» **Directive**: Copy out every line from the one containing "Can you find the ship antenna?" down to the one containing "x=332, y=176", both ends included and the requests kept, and add -65 to each x and y coordinate in the answers.

» **Stored records**:
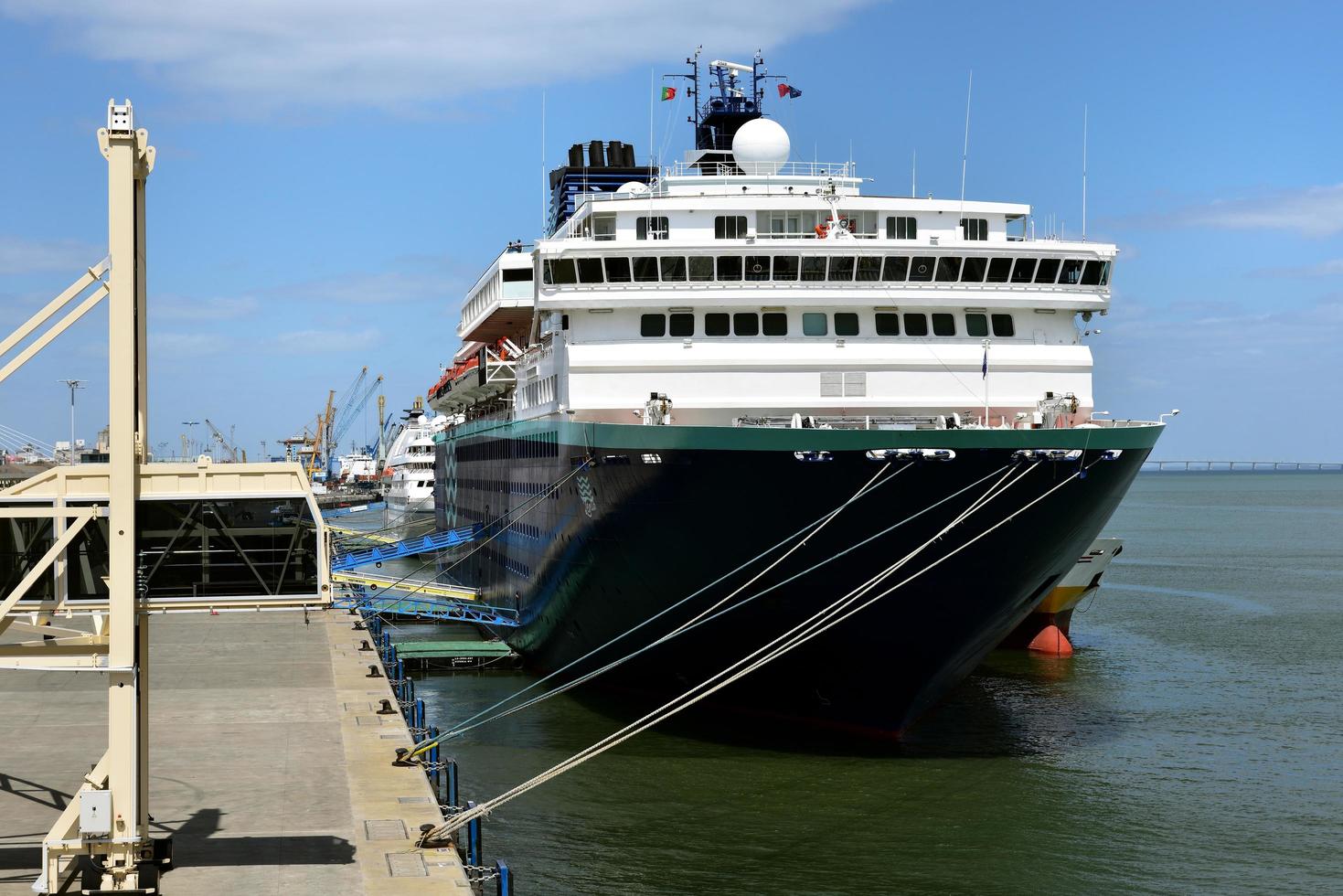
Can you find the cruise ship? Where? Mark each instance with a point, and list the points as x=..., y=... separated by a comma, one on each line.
x=743, y=400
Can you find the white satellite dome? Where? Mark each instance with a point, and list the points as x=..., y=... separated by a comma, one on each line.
x=761, y=146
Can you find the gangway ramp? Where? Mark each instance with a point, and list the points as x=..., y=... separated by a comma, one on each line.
x=406, y=547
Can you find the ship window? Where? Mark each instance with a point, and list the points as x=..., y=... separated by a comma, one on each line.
x=974, y=229
x=896, y=269
x=869, y=269
x=813, y=268
x=560, y=272
x=901, y=229
x=653, y=228
x=841, y=269
x=730, y=228
x=998, y=271
x=758, y=268
x=1024, y=271
x=922, y=271
x=948, y=269
x=673, y=269
x=590, y=271
x=1048, y=271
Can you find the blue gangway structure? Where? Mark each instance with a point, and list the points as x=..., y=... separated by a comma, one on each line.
x=407, y=547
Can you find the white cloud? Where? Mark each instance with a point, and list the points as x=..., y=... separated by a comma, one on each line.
x=19, y=255
x=406, y=54
x=1312, y=211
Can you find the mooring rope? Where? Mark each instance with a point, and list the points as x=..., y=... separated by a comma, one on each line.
x=806, y=532
x=804, y=632
x=466, y=726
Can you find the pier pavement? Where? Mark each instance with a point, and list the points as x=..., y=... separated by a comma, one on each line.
x=269, y=764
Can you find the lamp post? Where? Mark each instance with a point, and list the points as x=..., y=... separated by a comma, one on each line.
x=73, y=384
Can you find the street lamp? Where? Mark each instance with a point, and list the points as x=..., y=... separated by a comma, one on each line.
x=73, y=384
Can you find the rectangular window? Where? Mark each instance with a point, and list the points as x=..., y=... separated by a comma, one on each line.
x=730, y=228
x=841, y=269
x=869, y=269
x=590, y=271
x=920, y=272
x=653, y=228
x=813, y=268
x=888, y=324
x=701, y=269
x=901, y=229
x=974, y=229
x=948, y=269
x=645, y=269
x=673, y=269
x=618, y=271
x=998, y=271
x=653, y=325
x=1024, y=271
x=560, y=272
x=746, y=324
x=896, y=269
x=1048, y=271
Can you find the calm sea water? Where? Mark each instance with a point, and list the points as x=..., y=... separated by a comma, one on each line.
x=1194, y=743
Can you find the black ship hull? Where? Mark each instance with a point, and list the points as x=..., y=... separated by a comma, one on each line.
x=642, y=517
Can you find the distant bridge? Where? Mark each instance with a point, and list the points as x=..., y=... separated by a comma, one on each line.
x=1209, y=466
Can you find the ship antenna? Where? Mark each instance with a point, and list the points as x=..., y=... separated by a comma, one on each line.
x=965, y=152
x=1084, y=172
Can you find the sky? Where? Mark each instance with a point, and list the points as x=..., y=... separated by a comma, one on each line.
x=332, y=176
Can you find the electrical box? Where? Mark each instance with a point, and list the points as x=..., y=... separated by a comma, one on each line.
x=96, y=813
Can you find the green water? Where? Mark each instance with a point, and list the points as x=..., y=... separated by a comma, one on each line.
x=1194, y=743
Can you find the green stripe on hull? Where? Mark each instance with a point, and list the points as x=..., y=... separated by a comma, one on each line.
x=752, y=438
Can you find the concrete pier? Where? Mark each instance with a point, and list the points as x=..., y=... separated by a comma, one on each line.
x=269, y=764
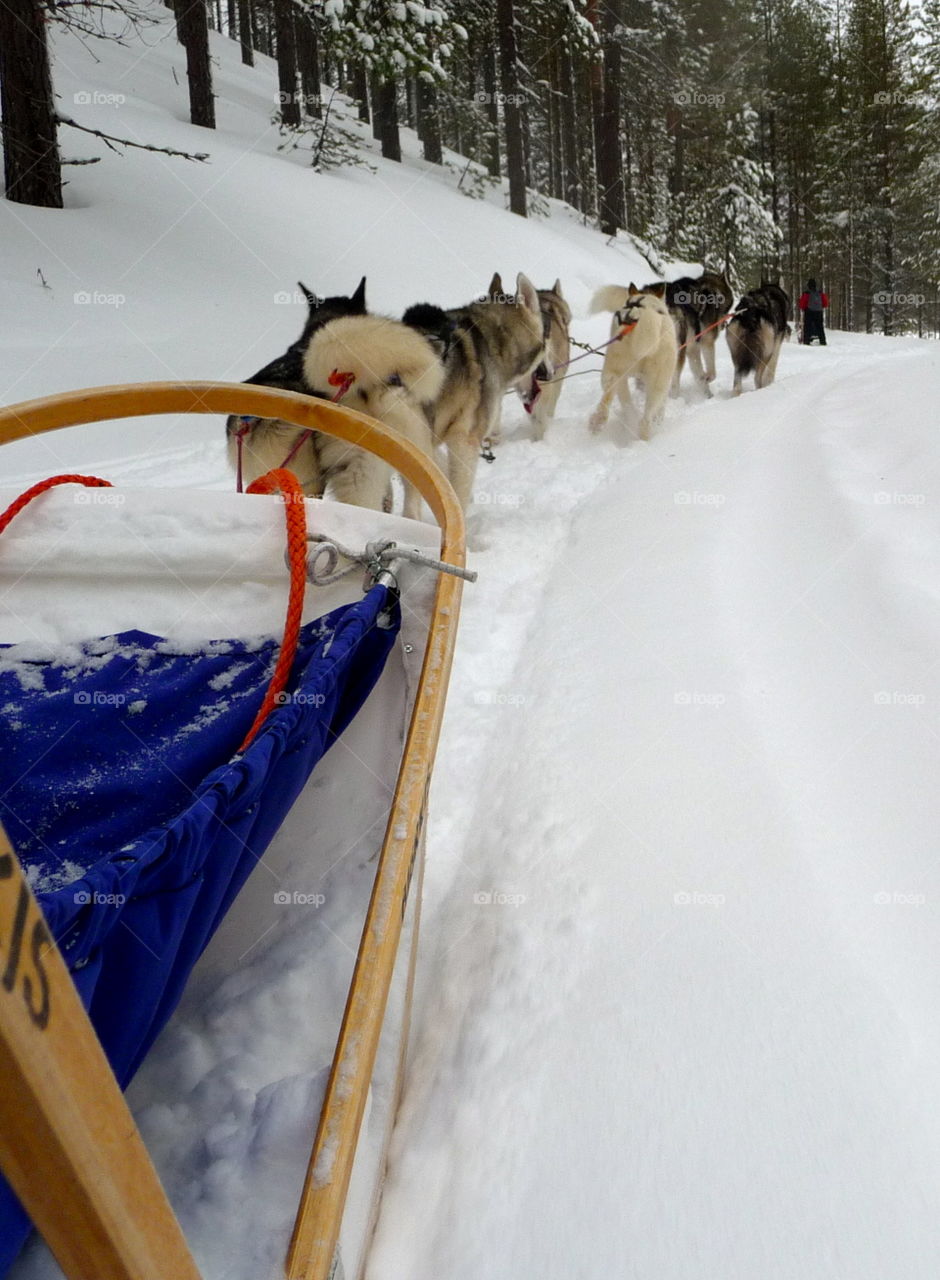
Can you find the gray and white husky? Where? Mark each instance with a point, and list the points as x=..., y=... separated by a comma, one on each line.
x=372, y=364
x=541, y=391
x=756, y=336
x=488, y=346
x=644, y=348
x=697, y=306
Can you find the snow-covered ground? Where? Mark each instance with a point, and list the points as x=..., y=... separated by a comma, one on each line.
x=678, y=999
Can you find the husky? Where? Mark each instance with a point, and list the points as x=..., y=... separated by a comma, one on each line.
x=493, y=344
x=697, y=306
x=389, y=371
x=368, y=362
x=539, y=393
x=757, y=334
x=265, y=442
x=647, y=351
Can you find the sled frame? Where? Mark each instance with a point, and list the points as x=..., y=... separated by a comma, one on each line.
x=59, y=1203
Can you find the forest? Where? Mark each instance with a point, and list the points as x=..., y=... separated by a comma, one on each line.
x=776, y=141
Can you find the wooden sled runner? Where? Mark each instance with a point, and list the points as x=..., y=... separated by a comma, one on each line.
x=68, y=1144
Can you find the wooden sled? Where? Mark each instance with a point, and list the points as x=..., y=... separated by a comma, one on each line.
x=68, y=1144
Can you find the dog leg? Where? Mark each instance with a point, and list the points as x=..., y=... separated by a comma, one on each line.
x=462, y=456
x=710, y=355
x=696, y=365
x=608, y=385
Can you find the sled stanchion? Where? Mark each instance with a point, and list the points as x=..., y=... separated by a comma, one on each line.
x=68, y=1143
x=401, y=860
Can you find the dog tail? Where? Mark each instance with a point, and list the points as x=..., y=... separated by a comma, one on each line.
x=611, y=297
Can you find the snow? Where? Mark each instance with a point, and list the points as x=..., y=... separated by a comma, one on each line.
x=679, y=969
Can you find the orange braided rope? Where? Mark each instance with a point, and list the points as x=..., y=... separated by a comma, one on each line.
x=295, y=513
x=27, y=497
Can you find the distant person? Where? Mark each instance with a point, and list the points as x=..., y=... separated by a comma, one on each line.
x=812, y=304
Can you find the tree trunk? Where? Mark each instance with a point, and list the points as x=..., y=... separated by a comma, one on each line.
x=512, y=104
x=492, y=105
x=569, y=133
x=192, y=28
x=246, y=32
x=32, y=173
x=386, y=119
x=375, y=94
x=309, y=60
x=610, y=165
x=359, y=82
x=429, y=120
x=287, y=63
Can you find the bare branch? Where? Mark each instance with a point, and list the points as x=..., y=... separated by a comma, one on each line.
x=108, y=138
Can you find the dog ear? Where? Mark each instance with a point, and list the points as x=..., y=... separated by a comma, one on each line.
x=313, y=301
x=526, y=293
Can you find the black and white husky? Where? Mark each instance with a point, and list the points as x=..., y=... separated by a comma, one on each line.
x=372, y=364
x=697, y=307
x=757, y=333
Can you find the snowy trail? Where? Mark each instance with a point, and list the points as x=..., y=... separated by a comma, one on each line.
x=678, y=984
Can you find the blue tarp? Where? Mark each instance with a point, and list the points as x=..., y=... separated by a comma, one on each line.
x=138, y=823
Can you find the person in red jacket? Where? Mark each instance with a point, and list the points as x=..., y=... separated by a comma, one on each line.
x=812, y=304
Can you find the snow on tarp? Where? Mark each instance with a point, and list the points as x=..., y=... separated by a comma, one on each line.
x=188, y=566
x=124, y=767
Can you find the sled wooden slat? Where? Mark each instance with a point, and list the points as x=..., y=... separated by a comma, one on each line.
x=319, y=1216
x=68, y=1143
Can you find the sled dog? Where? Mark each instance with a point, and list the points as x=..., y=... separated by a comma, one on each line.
x=492, y=346
x=757, y=334
x=539, y=393
x=697, y=306
x=388, y=371
x=646, y=351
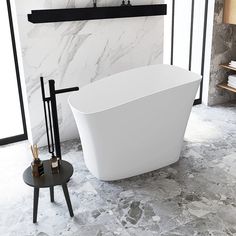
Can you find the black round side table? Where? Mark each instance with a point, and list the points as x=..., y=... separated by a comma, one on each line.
x=49, y=180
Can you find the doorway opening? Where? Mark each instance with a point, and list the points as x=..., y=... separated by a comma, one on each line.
x=12, y=118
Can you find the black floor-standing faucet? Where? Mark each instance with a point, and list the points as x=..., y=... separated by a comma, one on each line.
x=51, y=118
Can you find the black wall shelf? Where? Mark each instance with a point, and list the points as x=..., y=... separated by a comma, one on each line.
x=77, y=14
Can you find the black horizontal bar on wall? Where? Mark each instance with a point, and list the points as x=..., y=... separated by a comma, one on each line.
x=76, y=14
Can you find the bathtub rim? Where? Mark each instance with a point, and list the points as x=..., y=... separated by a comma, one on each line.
x=131, y=100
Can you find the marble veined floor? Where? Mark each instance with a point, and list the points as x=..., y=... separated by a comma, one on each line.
x=195, y=196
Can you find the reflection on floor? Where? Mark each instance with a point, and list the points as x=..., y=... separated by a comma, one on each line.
x=196, y=196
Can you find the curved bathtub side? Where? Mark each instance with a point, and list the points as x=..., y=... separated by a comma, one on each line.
x=137, y=137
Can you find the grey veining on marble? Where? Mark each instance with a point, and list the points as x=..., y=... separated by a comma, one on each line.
x=80, y=52
x=195, y=196
x=223, y=51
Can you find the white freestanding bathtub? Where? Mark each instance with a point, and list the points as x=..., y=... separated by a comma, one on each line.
x=134, y=122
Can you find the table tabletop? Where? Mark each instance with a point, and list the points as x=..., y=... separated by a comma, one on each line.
x=49, y=179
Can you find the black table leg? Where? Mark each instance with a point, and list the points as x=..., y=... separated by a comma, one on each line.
x=52, y=194
x=35, y=207
x=66, y=193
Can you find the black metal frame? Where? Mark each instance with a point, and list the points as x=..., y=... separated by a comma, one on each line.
x=95, y=13
x=23, y=136
x=51, y=117
x=197, y=101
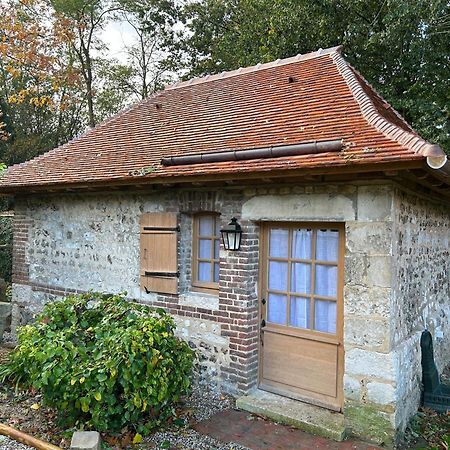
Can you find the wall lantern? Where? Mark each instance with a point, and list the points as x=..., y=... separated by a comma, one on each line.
x=231, y=235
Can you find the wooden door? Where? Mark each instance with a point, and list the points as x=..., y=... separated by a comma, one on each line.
x=301, y=353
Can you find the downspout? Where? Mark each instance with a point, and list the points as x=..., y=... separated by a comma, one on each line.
x=436, y=158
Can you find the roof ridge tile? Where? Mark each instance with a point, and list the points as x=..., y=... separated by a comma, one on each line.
x=259, y=66
x=371, y=113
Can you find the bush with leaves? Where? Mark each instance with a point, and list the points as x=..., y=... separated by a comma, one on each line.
x=103, y=362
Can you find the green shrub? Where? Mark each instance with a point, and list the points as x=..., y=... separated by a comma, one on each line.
x=6, y=252
x=103, y=362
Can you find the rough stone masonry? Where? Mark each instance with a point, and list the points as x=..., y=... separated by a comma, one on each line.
x=396, y=279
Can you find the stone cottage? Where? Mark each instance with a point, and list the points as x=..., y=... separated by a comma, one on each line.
x=343, y=253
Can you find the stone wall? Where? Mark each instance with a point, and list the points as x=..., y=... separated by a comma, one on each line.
x=75, y=243
x=421, y=292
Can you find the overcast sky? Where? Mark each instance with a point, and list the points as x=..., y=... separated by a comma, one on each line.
x=118, y=35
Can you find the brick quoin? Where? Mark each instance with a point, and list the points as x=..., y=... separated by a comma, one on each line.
x=20, y=268
x=238, y=298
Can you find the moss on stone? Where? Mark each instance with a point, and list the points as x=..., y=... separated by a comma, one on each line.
x=368, y=422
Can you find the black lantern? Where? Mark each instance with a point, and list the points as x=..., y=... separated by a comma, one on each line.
x=231, y=235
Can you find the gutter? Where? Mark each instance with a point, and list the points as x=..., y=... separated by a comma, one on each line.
x=435, y=156
x=304, y=148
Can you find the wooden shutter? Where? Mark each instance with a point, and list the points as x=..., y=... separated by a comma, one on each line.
x=159, y=265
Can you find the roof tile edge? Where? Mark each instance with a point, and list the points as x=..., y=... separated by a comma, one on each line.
x=410, y=140
x=259, y=66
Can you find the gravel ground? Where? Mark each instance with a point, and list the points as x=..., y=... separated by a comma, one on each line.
x=9, y=444
x=16, y=410
x=187, y=439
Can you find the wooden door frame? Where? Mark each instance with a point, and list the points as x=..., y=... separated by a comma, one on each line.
x=265, y=226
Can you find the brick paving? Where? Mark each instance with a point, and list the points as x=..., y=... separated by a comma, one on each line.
x=256, y=433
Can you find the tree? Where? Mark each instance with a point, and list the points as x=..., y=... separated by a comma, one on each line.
x=39, y=84
x=152, y=22
x=85, y=18
x=401, y=46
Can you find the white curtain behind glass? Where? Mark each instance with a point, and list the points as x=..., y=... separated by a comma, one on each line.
x=325, y=316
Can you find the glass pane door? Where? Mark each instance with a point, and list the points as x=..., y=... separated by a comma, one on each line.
x=302, y=280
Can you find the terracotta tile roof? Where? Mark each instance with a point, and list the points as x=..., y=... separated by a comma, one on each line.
x=317, y=96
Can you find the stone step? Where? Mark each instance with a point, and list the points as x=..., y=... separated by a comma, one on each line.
x=309, y=418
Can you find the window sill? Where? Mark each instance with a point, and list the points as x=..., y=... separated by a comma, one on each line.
x=200, y=300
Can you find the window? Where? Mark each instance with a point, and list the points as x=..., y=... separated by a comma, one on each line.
x=205, y=252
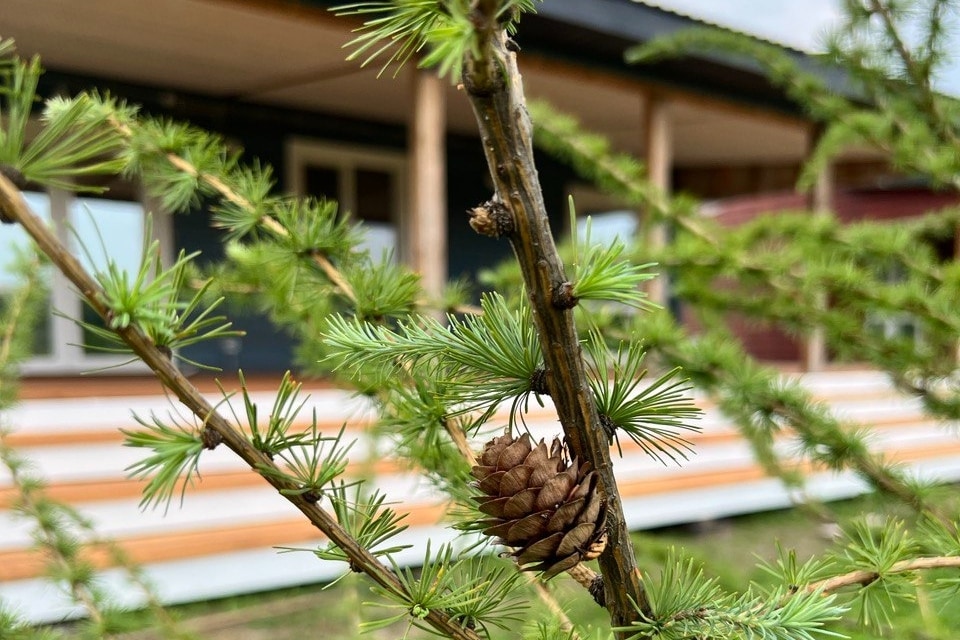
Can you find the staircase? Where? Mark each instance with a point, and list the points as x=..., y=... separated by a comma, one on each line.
x=223, y=538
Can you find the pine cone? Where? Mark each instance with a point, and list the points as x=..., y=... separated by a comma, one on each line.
x=549, y=510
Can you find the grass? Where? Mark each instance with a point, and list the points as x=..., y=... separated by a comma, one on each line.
x=730, y=550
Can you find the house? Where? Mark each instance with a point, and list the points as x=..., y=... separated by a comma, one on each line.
x=401, y=153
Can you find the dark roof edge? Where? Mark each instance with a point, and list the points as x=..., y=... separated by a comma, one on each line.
x=636, y=21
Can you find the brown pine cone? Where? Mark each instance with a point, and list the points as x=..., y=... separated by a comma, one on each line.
x=549, y=510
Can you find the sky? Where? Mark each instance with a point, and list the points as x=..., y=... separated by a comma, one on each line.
x=797, y=23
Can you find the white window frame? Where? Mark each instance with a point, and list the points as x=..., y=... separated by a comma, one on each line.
x=67, y=356
x=347, y=160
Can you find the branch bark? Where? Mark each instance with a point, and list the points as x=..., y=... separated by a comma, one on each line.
x=864, y=577
x=494, y=87
x=13, y=206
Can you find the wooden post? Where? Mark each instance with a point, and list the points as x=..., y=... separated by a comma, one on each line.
x=820, y=199
x=658, y=136
x=426, y=236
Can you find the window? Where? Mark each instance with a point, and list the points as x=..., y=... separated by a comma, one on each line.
x=609, y=218
x=94, y=227
x=367, y=184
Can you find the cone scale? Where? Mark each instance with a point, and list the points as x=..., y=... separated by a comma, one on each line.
x=544, y=506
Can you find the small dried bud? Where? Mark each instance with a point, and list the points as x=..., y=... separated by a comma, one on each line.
x=563, y=297
x=491, y=219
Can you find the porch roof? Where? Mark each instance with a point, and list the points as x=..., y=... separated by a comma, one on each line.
x=289, y=54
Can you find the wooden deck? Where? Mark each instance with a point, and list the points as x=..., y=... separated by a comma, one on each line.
x=231, y=522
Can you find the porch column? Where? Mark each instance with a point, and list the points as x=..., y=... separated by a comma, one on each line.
x=814, y=354
x=658, y=134
x=426, y=237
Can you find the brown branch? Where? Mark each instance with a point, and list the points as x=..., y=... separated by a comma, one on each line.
x=494, y=87
x=863, y=577
x=14, y=207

» **Result of the task**:
Can you find the ship antenna? Where? Mark each instance with a point, and list the points as x=..., y=... separated by a comma, one on each line.
x=900, y=87
x=1019, y=107
Can you find the sky? Where? Mark each instance with a point, and list the points as x=..., y=... separated by a comma, one on each line.
x=267, y=111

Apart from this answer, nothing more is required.